• Exercise objective: In the City of London walking tour account below, how many people were in the tour group on the day the writer chose?

• Selected excerpt:
################
Although I’d visited many times over the years, it was fair to say that I knew far more about my former adopted home of Madrid, and maybe even some of the cities I’ve visited on my travels, than the capital of my own country. I found that idea strange, but thanks to guide books and tourist information, we all absorb obscure facts about castles in Prague or immigration in Paris, but sometimes remain ignorant about our every day environments. I decided to redress this balance as a tourist would: with a guided tour.

Context Travel’s Portrait of a City walk seemed like the perfect option: a three-hour guided tour in a small group (up to 6 people, but just 4 on my chosen day) which covered the history and architecture of the City of London’s monuments. Nowadays, the central borough known as the City is well-known as one of London’s two financial districts, but I didn’t realise that its history stretched back as far as Roman times.

Starting at the southwest-corner of the once-walled City, our guide Caroline taught the group about Roman London (or Londinium). I now believe that the Roman city is to blame for the North-South divide which sees those who live above the River Thames literally looking down on their southern counterparts. Back in Roman days, this area was outside the city walls, with bankside Southwark (now a trendy cultural hub) seen as a potentially seditious area full of riotous spots such as playhouses. How perceptions change!
################
• Data records:
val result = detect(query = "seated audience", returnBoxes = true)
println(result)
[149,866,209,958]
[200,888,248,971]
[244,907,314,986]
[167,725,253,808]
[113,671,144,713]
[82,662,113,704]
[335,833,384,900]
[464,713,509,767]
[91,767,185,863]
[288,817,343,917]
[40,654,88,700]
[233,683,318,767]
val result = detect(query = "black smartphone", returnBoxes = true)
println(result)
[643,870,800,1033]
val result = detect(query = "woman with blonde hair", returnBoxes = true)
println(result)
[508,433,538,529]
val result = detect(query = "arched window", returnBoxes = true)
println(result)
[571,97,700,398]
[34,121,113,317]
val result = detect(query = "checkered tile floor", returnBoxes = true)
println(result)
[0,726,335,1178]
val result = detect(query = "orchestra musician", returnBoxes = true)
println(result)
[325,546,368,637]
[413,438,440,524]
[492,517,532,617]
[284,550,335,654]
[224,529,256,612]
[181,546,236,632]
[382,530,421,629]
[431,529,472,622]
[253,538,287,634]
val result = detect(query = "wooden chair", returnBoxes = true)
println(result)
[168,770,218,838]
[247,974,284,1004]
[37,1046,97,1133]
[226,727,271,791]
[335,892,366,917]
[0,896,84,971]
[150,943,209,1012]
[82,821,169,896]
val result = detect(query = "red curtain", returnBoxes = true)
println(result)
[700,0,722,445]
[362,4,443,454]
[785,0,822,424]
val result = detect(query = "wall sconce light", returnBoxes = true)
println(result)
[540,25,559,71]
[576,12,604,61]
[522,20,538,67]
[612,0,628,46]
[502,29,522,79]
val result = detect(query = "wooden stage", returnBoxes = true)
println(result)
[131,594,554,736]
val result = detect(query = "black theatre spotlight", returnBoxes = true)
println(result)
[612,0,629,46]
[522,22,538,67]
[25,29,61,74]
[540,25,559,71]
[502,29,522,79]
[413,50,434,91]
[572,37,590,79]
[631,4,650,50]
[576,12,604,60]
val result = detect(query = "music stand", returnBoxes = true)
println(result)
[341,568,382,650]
################
• Finished exercise: Four people.